需求:删除table_name表中的重复数据;判定重复的标准为:item_1,item_2,item_3的值一样,保留最新的一条
BEGIN
LOOP
--手动开启本次会话的并行
ALTER SESSION ENABLE PARALLEL DML;
--删除分组后重复数据中ROWID最小的数据
DELETE /*+ PARALLEL(8) */ FROM TABLE_NAME WHERE ROWID IN(
SELECT /*+ PARALLEL(8) */ MIN(ROWID) FROM TABLE_NAME A
GROUP BY A.ITEM_1,A.ITEM_2,A.ITEM_3
HAVING COUNT(*)>1
);
COMMIT;
--手动关闭本次会话的并行
ALTER SESSION DIABLE PARALLEL DML;
--如受影响行数等于0,则结束循环
EXIT WHEN SQL%ROWCOUNT=0;
END LOOP;
END;
以上逻辑是重复数据中留下ROWID最大的那条,如需要指定留下哪一条可参考如下:留下CREATE_TIME最新的一条
DELETE FROM TABLE_NAME A WHERE EXISTS(
SELECT 1 FROM (
SELECT C.ID,(ROW_NUMBER() OVER(PARTITION BY C.ITEM_1,C.ITEM_2,C.ITEM_3 ORDER BY
C.CREATE_TIME DESC)) ROW_NUMBER FROM TABLE_NAME C
) B WHERE B.ROW_NUMBER!=1 AND A.ID=B.ID
)

来自数据集的记录
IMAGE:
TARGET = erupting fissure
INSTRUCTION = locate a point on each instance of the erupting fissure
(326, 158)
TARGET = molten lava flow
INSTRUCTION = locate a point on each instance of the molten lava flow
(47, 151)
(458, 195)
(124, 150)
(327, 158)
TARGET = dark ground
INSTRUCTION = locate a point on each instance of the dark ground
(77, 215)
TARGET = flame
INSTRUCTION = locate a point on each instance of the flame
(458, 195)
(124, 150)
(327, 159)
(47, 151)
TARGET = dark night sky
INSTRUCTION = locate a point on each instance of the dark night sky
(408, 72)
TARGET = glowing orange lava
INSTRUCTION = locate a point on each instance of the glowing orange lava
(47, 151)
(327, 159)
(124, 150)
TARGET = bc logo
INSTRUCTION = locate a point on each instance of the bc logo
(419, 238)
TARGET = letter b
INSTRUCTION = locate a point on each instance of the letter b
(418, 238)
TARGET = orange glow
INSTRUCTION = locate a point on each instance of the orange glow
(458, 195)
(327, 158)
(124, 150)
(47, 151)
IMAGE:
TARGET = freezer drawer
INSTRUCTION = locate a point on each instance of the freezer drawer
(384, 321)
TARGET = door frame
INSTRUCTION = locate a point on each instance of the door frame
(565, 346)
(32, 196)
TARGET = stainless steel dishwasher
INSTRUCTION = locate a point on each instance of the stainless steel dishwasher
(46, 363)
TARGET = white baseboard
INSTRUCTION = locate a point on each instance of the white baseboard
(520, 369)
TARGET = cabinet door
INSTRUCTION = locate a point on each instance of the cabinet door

任务要求
A. 根据这段删除重复数据的说明,回答下列问题:
(i) 判定数据重复的标准是哪几个字段的值一样?
(ii) 循环在什么条件下结束?
(iii) 文中给出的第二种写法会在重复数据中留下哪一条?
B. 这段删除重复数据的说明的代码中有若干以“--”开头的注释。请列出全部注释的文字,不含“--”。

参考答案
A.
(i) item_1、item_2、item_3 三个字段的值一样。
(ii) 受影响行数等于0(SQL%ROWCOUNT=0)时结束循环。
(iii) 留下 CREATE_TIME 最新的一条。

B.
1. 手动开启本次会话的并行
2. 删除分组后重复数据中ROWID最小的数据
3. 手动关闭本次会话的并行
4. 如受影响行数等于0,则结束循环